═════ EXERCISE MATERIALS
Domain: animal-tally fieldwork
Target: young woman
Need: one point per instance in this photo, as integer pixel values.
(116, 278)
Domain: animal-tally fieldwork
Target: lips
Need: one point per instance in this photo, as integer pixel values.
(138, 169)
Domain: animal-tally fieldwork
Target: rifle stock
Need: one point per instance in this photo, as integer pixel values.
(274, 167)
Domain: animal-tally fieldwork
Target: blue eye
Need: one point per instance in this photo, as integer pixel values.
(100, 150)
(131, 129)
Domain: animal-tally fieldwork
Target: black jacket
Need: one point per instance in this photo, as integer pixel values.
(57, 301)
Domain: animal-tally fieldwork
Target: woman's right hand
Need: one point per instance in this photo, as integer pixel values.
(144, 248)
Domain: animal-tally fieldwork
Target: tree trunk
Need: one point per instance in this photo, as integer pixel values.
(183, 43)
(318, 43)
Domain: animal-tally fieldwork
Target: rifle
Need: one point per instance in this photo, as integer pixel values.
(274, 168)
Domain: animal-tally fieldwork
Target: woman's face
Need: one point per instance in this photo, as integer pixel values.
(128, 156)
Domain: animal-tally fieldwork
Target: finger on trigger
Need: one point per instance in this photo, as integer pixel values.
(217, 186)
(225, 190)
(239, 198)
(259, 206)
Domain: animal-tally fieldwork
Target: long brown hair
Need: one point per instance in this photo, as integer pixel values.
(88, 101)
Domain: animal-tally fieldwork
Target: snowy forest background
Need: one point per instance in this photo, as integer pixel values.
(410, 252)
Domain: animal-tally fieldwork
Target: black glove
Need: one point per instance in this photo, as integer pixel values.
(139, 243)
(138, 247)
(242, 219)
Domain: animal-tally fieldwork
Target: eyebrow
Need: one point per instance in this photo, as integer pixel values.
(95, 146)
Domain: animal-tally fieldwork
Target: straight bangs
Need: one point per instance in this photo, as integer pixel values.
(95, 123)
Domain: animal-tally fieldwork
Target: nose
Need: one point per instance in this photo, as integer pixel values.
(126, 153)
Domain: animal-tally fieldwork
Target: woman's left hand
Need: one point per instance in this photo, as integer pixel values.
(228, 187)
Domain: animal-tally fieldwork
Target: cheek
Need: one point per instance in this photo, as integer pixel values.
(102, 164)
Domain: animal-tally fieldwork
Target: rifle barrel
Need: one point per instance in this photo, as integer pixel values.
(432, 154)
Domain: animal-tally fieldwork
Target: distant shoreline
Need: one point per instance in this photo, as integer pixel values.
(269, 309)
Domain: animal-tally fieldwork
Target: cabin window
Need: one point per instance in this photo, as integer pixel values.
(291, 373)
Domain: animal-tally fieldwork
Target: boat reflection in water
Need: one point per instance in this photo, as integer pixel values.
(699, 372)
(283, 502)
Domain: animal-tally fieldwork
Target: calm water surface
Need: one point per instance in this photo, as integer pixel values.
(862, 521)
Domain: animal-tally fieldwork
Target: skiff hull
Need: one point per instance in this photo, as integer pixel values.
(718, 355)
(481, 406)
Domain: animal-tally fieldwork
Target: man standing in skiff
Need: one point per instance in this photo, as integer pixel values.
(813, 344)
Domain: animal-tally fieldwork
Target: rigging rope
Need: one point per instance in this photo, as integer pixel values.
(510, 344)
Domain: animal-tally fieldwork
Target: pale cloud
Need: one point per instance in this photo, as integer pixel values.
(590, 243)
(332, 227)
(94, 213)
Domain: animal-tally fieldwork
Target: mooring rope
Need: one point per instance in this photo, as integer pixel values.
══════════
* TASK TO COMPLETE *
Restate all of the entries exactly, please.

* WRITTEN SOLUTION *
Domain: animal-tally fieldwork
Target: young woman
Need: one point per instance in this photo, as integer pixel values.
(116, 278)
Domain: animal-tally fieldwork
Target: lips
Need: one point per instance in this photo, as integer pixel values.
(138, 169)
Domain: animal-tally fieldwork
Target: rifle stock
Need: one point per instance in this photo, as integer pixel values.
(274, 167)
Domain: animal-tally fieldwork
Target: blue eye
Need: one point per instance in this photo, as integer pixel values.
(100, 150)
(131, 129)
Domain: animal-tally fieldwork
Target: black jacket
Need: one point per instance in this photo, as integer pixel values.
(57, 301)
Domain: animal-tally fieldwork
Target: woman's right hand
Need: one point per instance in this photo, as integer pixel values.
(144, 248)
Domain: animal-tally fieldwork
Target: tree trunk
Need: one point per instance in this photo, as integer pixel values.
(183, 43)
(318, 43)
Domain: animal-tally fieldwork
Target: rifle
Need: one point per instance in this photo, as integer pixel values.
(274, 168)
Domain: animal-tally fieldwork
Target: woman's face
Need: one point per instance in this photo, as integer pixel values.
(128, 156)
Domain: animal-tally fieldwork
Target: finger on trigger
Need: one point per instance in this photo, as integer pixel values.
(217, 186)
(225, 190)
(239, 198)
(259, 206)
Domain: animal-tally fieldwork
Target: long brown hair
Need: one point per instance in this photo, as integer pixel values.
(88, 101)
Domain: animal-tally fieldwork
Target: snowy forest background
Need: one point per instance in this photo, as integer pixel values.
(410, 252)
Domain: animal-tally fieldwork
Target: black glove
Need: one point per instance in this photo, as integer pixel values.
(139, 243)
(138, 247)
(242, 219)
Domain: animal-tally fieldwork
Target: eyebrow
Need: one point per instance in this photo, as integer pixel values.
(95, 146)
Domain: animal-tally fieldwork
Target: straight bangs
Need: one point per instance in this photo, as integer pixel values.
(95, 123)
Domain: animal-tally fieldwork
Target: nose
Need: one point per instance in this photo, as integer pixel values.
(126, 153)
Domain: animal-tally fieldwork
Target: woman's left hand
Need: one point per instance in this photo, as integer pixel values.
(228, 187)
Domain: animal-tally fieldwork
Target: cheek
Need: one point per instance in this photo, as integer pixel values.
(102, 164)
Domain: animal-tally fieldwork
Target: rifle barrel
Need: one point per instance in this photo, as integer pixel values.
(432, 154)
Domain: animal-tally fieldwork
Target: distant shoreline
Need: one point per instance in this photo, as integer pixel values.
(269, 309)
Domain: animal-tally fieldwork
Target: cabin window
Need: one point per instance in this photo, as integer pixel values.
(291, 373)
Domain: animal-tally fieldwork
Target: boat reflection in water
Need: one point per instance in this photo, as integer pixel values.
(699, 372)
(283, 502)
Domain: animal-tally fieldwork
Target: calm water surface
Need: one point per instance in this photo, as integer pixel values.
(862, 521)
Domain: animal-tally fieldwork
Target: skiff hull
Need: one point per instance in this photo, as integer pixel values.
(718, 355)
(481, 406)
Domain: animal-tally fieldwork
Target: man standing in skiff
Need: one point per instance in this photo, as integer pixel values.
(813, 344)
Domain: animal-tally fieldwork
Target: rigging rope
Need: one point per instance in this photo, as integer pixel values.
(510, 344)
Domain: animal-tally fieldwork
Target: pale cloud
Need: one point per instance in this photo, as integer pixel values.
(590, 243)
(332, 227)
(94, 213)
Domain: animal-tally fieldwork
Target: mooring rope
Need: one point per instance in this photo, as integer pixel values.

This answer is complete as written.